I tested my refrigerator to see how much current it drew.
On three tries it drew 13a for about a second, and dropped down to 1a.
Then I tried to start it off my generator.
Twice it did exactly the same as on line current; 13a for 1 second, then
dropping to 1a.
Twice it drew 13a for 5 seconds when the generator tripped off since it was
exceeding the generator's capacity.
What accounts for the two prolonged 13a draws?
I can't imagine what it could have to do with the generator; AFAIK it
produces 120v until it trips out.
So, is there something about refrigerators that they sometimes take longer
to start, and I just didn't happen to get one of those times when I was
testing on line current?
I plugged the meter in a few feet from the refrigerator.
On line current two things happened.
Sometimes it went to 118v for a few seconds then to 122v
Othertimes it just went to 122v
On the generator two things also happened.
Sometimes it went to 95v until the generator tripped out.
Other times it went to 122v and the refrigerator ran normally.
My interpretation is that sometimes the refrigerator starts easily, and the
generator can handle it.
Other times the refrigerator starts hard and it is too much for the
Does that make sense? Why would that be? I (obviously) don't know much
I also suspect my meter reads 2% high, since both line and generator
probably aren't 122v!

MATERIAL PROVIDED
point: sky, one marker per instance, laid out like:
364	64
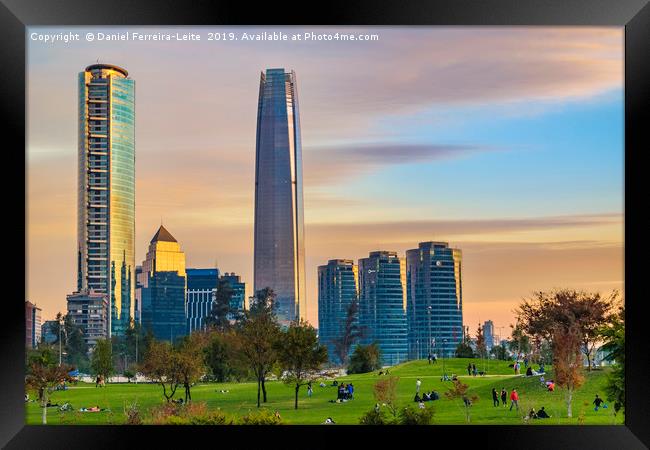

WHAT IS ASKED
Reproduce the refrigerator text word for word, from "Twice it drew" to "from the refrigerator.". Work only from the refrigerator text and leave the material aside.

THE RESPONSE
Twice it drew 13a for 5 seconds when the generator tripped off since it was
exceeding the generator's capacity.
What accounts for the two prolonged 13a draws?
I can't imagine what it could have to do with the generator; AFAIK it
produces 120v until it trips out.
So, is there something about refrigerators that they sometimes take longer
to start, and I just didn't happen to get one of those times when I was
testing on line current?
I plugged the meter in a few feet from the refrigerator.